» Entries shown:
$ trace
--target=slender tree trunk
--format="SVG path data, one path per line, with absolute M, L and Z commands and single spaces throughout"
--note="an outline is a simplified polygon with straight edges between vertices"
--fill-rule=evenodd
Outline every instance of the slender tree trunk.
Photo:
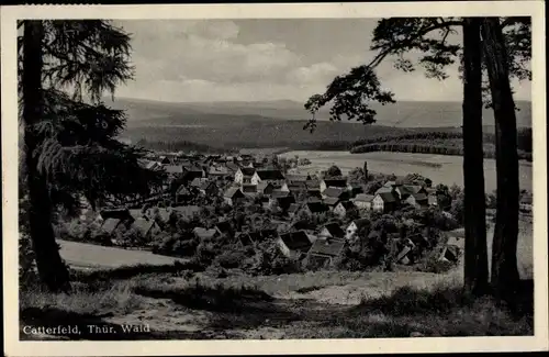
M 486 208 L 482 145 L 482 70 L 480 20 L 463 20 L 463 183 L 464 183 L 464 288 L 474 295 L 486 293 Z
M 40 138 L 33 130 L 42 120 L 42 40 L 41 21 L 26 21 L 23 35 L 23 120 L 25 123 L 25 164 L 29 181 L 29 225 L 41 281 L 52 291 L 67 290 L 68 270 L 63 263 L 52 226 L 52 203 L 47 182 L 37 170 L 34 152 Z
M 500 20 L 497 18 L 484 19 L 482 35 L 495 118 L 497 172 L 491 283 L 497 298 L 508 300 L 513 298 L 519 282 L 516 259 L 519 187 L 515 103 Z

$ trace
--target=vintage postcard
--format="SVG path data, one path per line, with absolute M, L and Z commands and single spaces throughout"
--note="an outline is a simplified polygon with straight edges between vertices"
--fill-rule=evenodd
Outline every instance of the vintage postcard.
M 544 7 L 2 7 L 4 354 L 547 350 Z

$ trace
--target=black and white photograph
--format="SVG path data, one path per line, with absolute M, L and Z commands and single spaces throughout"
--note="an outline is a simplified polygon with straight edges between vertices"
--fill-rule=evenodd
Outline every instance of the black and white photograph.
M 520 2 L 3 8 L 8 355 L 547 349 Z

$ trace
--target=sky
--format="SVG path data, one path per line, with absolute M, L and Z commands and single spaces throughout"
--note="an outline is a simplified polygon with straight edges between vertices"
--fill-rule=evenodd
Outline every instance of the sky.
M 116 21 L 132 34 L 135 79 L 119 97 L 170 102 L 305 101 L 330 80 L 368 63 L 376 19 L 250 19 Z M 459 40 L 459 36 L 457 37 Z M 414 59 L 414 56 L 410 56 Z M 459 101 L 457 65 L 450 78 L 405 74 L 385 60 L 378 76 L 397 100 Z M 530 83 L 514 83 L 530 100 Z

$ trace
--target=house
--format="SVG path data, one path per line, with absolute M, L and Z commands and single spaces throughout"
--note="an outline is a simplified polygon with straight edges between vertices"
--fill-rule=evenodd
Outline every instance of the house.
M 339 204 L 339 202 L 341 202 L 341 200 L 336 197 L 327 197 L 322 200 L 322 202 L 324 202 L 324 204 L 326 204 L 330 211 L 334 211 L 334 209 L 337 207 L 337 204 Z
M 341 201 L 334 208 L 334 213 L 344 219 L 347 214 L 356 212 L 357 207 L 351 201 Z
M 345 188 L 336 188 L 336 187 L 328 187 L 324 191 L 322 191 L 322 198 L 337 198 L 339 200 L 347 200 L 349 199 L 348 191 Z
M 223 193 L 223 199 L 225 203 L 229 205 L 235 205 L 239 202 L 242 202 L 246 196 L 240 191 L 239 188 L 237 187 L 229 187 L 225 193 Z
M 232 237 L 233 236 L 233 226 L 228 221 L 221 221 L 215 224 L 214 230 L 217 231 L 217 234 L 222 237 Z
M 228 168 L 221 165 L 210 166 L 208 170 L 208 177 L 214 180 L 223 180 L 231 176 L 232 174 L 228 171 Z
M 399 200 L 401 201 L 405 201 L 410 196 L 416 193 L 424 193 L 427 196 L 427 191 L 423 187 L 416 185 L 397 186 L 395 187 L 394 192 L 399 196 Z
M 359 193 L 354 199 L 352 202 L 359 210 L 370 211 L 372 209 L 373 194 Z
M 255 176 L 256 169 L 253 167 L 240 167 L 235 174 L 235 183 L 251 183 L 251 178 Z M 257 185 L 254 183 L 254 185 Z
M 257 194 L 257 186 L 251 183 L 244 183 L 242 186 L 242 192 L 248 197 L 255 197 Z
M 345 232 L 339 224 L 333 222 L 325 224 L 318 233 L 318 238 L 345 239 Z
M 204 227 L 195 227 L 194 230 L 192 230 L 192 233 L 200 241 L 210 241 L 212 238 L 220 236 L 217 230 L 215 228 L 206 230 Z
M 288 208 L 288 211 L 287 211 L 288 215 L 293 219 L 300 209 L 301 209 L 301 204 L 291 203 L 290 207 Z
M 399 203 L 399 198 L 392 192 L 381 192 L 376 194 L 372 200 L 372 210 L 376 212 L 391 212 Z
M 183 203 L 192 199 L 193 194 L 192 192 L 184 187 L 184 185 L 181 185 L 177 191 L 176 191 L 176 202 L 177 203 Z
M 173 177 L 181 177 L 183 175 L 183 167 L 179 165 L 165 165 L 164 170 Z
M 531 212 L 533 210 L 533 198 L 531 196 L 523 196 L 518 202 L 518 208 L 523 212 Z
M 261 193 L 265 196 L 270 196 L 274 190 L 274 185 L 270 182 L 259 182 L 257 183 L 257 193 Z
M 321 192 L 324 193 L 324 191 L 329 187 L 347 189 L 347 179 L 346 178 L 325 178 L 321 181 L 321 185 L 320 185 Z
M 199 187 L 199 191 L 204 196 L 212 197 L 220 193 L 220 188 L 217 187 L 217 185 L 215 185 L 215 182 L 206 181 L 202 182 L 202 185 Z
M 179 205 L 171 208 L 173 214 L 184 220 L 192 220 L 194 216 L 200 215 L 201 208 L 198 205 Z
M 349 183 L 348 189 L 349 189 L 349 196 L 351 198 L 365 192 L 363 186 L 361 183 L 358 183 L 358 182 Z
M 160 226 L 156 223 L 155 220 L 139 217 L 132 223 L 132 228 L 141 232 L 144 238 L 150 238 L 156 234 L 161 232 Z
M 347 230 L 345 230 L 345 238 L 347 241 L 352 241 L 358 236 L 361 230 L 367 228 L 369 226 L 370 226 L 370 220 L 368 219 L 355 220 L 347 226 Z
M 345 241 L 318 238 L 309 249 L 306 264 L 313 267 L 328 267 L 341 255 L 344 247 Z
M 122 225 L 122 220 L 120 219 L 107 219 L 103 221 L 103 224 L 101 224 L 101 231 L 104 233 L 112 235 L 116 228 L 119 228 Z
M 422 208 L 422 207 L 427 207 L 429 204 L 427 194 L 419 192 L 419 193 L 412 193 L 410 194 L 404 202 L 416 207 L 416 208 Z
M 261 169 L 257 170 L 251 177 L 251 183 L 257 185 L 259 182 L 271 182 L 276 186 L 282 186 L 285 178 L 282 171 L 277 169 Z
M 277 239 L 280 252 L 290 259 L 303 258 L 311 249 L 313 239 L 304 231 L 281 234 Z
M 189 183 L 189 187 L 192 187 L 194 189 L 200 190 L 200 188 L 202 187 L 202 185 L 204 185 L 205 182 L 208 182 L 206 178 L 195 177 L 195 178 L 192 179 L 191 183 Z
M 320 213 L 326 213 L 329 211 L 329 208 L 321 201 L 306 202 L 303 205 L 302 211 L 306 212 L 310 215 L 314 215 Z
==
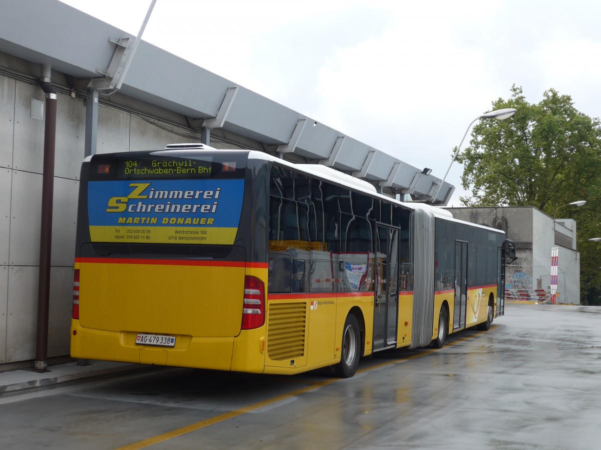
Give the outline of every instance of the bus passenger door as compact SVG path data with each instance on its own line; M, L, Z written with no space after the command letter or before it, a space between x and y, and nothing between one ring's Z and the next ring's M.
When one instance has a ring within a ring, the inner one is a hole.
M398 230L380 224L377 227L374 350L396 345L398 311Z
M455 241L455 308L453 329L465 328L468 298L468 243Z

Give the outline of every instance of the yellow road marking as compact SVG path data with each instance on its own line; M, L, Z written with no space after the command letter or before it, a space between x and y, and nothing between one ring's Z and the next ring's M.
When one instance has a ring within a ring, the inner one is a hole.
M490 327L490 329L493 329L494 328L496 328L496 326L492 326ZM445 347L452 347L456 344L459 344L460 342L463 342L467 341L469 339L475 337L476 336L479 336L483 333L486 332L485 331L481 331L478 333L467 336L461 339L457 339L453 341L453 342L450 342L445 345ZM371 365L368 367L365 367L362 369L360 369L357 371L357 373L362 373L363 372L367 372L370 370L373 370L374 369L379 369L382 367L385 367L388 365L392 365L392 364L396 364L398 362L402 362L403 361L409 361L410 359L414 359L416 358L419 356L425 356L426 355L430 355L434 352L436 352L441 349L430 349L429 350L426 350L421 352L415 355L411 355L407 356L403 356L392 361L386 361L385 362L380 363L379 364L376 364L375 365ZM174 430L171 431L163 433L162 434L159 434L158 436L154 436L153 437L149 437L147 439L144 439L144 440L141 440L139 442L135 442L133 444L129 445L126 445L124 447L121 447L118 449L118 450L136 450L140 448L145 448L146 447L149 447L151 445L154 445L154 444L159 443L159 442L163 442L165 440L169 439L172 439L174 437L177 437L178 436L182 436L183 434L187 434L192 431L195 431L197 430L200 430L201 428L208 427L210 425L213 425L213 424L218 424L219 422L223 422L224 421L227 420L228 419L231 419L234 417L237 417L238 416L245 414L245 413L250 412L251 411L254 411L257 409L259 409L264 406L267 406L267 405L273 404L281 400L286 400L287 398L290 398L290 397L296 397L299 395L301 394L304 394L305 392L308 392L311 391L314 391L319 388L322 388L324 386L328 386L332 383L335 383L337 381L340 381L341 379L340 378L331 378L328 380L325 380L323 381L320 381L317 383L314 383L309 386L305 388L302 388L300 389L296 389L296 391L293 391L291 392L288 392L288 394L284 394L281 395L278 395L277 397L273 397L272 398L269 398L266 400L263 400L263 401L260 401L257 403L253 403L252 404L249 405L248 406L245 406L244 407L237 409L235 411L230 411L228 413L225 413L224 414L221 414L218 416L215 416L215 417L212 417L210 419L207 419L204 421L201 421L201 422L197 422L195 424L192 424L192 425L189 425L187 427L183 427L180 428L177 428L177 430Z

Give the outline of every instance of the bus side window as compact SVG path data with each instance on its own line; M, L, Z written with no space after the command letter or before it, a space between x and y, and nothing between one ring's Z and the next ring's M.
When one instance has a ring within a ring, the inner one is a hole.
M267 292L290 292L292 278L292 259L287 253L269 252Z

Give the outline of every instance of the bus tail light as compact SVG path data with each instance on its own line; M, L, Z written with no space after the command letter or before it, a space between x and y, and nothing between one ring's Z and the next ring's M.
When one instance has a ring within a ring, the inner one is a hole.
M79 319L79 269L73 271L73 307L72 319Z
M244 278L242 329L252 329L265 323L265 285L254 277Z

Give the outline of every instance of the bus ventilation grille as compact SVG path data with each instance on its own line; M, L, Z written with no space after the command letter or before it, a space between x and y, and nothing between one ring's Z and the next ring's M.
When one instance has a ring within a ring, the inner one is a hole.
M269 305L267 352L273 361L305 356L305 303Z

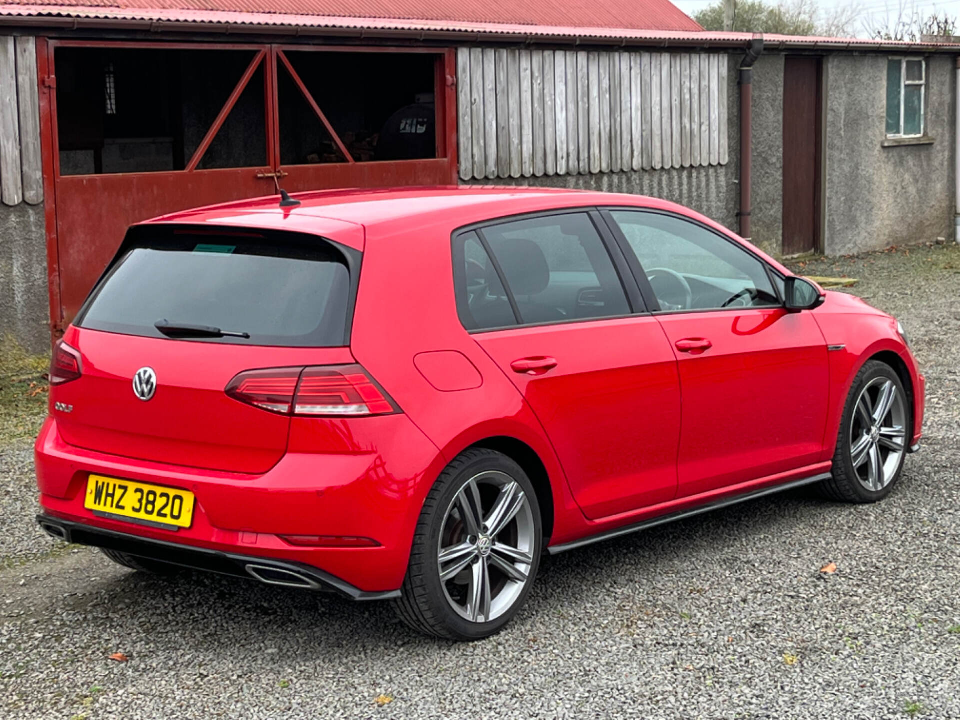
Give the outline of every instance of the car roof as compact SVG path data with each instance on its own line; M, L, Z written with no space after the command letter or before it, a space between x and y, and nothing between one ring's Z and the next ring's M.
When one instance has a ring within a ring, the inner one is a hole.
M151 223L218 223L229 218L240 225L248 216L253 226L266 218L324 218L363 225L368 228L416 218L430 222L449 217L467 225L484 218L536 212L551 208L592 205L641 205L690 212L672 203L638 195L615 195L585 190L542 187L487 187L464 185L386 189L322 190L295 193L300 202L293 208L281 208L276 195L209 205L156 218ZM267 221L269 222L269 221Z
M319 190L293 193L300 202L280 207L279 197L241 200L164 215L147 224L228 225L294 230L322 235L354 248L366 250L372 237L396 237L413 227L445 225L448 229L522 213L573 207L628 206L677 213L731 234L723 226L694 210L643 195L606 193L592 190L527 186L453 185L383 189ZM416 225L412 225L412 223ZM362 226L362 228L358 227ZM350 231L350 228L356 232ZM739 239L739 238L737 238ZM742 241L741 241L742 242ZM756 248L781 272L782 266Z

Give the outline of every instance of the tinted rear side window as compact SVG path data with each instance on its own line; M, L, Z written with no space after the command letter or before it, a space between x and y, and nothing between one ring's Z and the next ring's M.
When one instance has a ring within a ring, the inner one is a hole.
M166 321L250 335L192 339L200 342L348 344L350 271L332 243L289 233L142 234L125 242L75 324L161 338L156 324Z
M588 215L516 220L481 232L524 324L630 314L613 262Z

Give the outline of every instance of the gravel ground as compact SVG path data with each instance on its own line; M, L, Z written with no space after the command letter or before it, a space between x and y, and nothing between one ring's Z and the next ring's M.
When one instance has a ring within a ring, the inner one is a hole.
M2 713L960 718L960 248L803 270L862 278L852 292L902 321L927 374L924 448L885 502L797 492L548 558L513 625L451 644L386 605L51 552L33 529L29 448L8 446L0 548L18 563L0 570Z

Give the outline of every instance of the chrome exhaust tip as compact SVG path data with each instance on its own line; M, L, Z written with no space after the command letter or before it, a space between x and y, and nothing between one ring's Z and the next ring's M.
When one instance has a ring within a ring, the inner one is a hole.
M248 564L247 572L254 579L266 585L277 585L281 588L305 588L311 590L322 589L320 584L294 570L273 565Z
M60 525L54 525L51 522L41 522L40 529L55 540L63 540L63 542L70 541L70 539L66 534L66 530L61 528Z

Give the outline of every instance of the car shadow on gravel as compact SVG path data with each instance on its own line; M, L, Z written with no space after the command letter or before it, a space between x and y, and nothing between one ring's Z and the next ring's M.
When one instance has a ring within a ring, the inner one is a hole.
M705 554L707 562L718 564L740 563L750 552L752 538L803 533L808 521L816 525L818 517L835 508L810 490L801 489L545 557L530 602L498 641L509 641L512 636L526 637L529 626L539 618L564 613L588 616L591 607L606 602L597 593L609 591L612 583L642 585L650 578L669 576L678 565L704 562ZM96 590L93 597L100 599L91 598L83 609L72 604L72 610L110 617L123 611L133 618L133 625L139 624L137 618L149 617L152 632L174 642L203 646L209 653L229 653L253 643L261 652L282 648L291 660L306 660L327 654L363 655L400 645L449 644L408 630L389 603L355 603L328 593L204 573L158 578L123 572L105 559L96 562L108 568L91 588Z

» What is asked: Rewrite the lines above as a numbered list, from the line containing "Give the outline of every instance of the chrome" through the line containing "M60 525L54 525L51", inclusive, leaving out any blank lines.

» Problem solution:
1. Give the outline of every instance of the chrome exhaust tip as compact SVG path data with each instance on its own line; M, L, Z written with no space after the command letter or before it, a space between x and y, and nothing between one ring's Z and the next ring's M.
2. When one instance has a ring within a ring, the inner one is a hole.
3. M248 564L247 572L254 579L266 585L277 585L281 588L305 588L311 590L322 589L320 584L294 570L273 565Z
4. M60 525L54 525L51 522L41 522L40 529L55 540L63 540L63 542L70 541L70 539L66 534L66 530L61 528Z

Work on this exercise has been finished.